WKS Śląsk Wrocław - Orlen Zastal Zielona Góra (zapowiedź)
Już w piątek 21 marca Orlen Zastal zagra pierwsze z trzech kolejnych spotkań na wyjeździe. Zielonogórzanie o zwycięstwo powalczą we Wrocławiu ze Śląskiem będąc typowym underdogiem, a każdy inny wynik niż zwycięstwo gospodarzy będzie traktowany w kategoriach bardzo dużej niespodzianki. Jednak ekipa Jovanovicia w każdym kolejnym meczu walczyć będzie o utrzymanie w Orlen Basket Lidze.
Najbliższy rywal Zastalu zajmuje 10 miejsce w tabeli OBL z 10 zwycięstwami i 11 porażkami na koncie. Jednak aspiracje wrocławian są zapewne dużo wyższe, a kibice nie dopuszczają innego scenariusza niż zwycięstwo Śląska w najbliższym meczu. Sytuacja Zastalu po serii 5 porażek z rzędu stała się bardzo zła, a drużyna z Grodu Bachusa spadła na sam dół ligowej tabeli. Zastal z bilansem 7 zwycięstw i 14 porażek ma identyczny bilans jak GTK Gliwice i MKS Dąbrowa Górnicza i to między tymi zespołami może rozegrać się walka o utrzymanie w lidze.

§ Dostarczone dane
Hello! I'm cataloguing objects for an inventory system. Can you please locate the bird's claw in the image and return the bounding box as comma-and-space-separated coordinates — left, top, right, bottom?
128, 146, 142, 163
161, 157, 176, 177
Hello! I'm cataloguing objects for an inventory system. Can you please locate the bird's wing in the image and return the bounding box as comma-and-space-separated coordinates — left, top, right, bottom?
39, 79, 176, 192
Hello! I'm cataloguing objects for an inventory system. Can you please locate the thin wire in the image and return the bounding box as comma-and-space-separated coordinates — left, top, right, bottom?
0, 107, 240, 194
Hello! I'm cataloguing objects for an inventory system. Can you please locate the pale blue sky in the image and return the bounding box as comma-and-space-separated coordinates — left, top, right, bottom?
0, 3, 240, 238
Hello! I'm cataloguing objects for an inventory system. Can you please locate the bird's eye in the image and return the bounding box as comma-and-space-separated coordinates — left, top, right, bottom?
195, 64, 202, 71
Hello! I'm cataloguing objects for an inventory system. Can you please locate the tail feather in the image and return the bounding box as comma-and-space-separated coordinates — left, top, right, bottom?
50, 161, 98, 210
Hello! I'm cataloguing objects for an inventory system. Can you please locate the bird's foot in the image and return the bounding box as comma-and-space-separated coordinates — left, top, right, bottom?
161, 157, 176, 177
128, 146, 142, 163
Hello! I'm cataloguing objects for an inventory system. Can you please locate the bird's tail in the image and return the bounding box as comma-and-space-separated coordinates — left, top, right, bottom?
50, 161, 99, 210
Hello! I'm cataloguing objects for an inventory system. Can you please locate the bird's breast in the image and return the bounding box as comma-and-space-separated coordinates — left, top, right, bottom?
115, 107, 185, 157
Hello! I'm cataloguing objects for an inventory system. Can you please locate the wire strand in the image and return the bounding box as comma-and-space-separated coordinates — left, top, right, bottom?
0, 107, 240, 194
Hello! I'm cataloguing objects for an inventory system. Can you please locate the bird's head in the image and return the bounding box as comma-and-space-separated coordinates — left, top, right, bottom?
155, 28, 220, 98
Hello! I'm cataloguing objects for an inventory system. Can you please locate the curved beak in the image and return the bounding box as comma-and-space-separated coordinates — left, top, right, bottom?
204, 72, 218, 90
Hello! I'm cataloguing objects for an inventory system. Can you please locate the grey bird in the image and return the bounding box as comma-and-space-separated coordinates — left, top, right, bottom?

§ Polecenia do wykonania
1. Odpowiedz krótko na pytania dotyczące zapowiedzi meczu:
(a) Którego dnia marca Orlen Zastal zagra we Wrocławiu?
(b) Które miejsce w tabeli OBL zajmuje Śląsk?
(c) Ile porażek z rzędu poniósł Zastal?
2. Ustal, czy podane stwierdzenia są zgodne z zapowiedzią meczu. Przy każdej odpowiedzi „tak” lub „nie” przytocz rozstrzygające słowa tekstu.
(a) Śląsk ma na koncie więcej zwycięstw niż porażek.
(b) Mecz we Wrocławiu jest pierwszym z trzech kolejnych spotkań wyjazdowych Zastalu.
(c) Zastal ma taki sam bilans jak GTK Gliwice.
3. Dopisz dalszy ciąg zapowiedzi meczu Śląska z Zastalem, zaczynając po jej ostatnim zdaniu.
Dane nie są potrzebne do wykonania ćwiczeń.

§ Rozwiązania ćwiczeń
1.
(a) W piątek 21 marca.
(b) Dziesiąte.
(c) Pięć.

2.
(a) Nie: „zajmuje 10 miejsce w tabeli OBL z 10 zwycięstwami i 11 porażkami na koncie”.
(b) Tak: „Orlen Zastal zagra pierwsze z trzech kolejnych spotkań na wyjeździe”.
(c) Tak: „ma identyczny bilans jak GTK Gliwice i MKS Dąbrowa Górnicza”.

3.
W zespole trenera Aleksandara Jonchevskiego podobnie jak w Zastalu w ostatnich miesiącach doszło do sporych ruchów kadrowych. Wrocław w tym roku opuścili Blackshear, Nunez i DJ Cooper, a do drużyny dołączyli Teague, Davis i Robinson. Najlepszym strzelcem zespołu jest holenderski środkowy Emmanuel Nzekwesi, który do 13.5 punktów dokłada też ponad 5 zbiórek. Kolejną strzelbą jest wspomniany DeJon Davis, amerykański skrzydłowy po pierwszych 6 meczach dla Śląska może pochwalić się średnimi na poziomie 11.7 punktów i 6.3 zbiórek. Dobrze do zespołu wprowadził się także rozgrywający Justin Robinson, a statystyki amerykanina to 9.5 oczek na mecz, do których dokłada ponad 5 asyst. Nie do końca spłaca się transfer rzucającego Macio Teague'a, a niewiele ponad 3 zdobywane punkty pozostawiają wiele do życzenia. Pierwszym rozgrywającym zespołu jest Jeremy Senglin. Amerykanin, który kończy czteroosobowy zaciąg zawodników zza oceanu zdobywa prawie 11 punktów oraz rozdaje 3 asysty. Pod koszem duże wsparcie daje Ajdin Penava. Środkowy z Bośni i Hercegowiny do ponad 9 oczek dokłada też 3.5 zbiórki. Śląsk dysponuje bardzo silną polską rotacją, którą otwierają Daniel Gołębiowski (10.3 pkt) oraz doskonale znany w Zielonej Górze Marcel Ponitka (9.5 pkt). Oczywiście nie można zapominać o niezwykle doświadczonym Adamie Waczyńskim (5.3 pkt), a rotację podkoszową uzupełnia Adrian Bogucki (6.3 pkt). O cenne minuty walczy także Błażej Kulikowski (4.2 pkt).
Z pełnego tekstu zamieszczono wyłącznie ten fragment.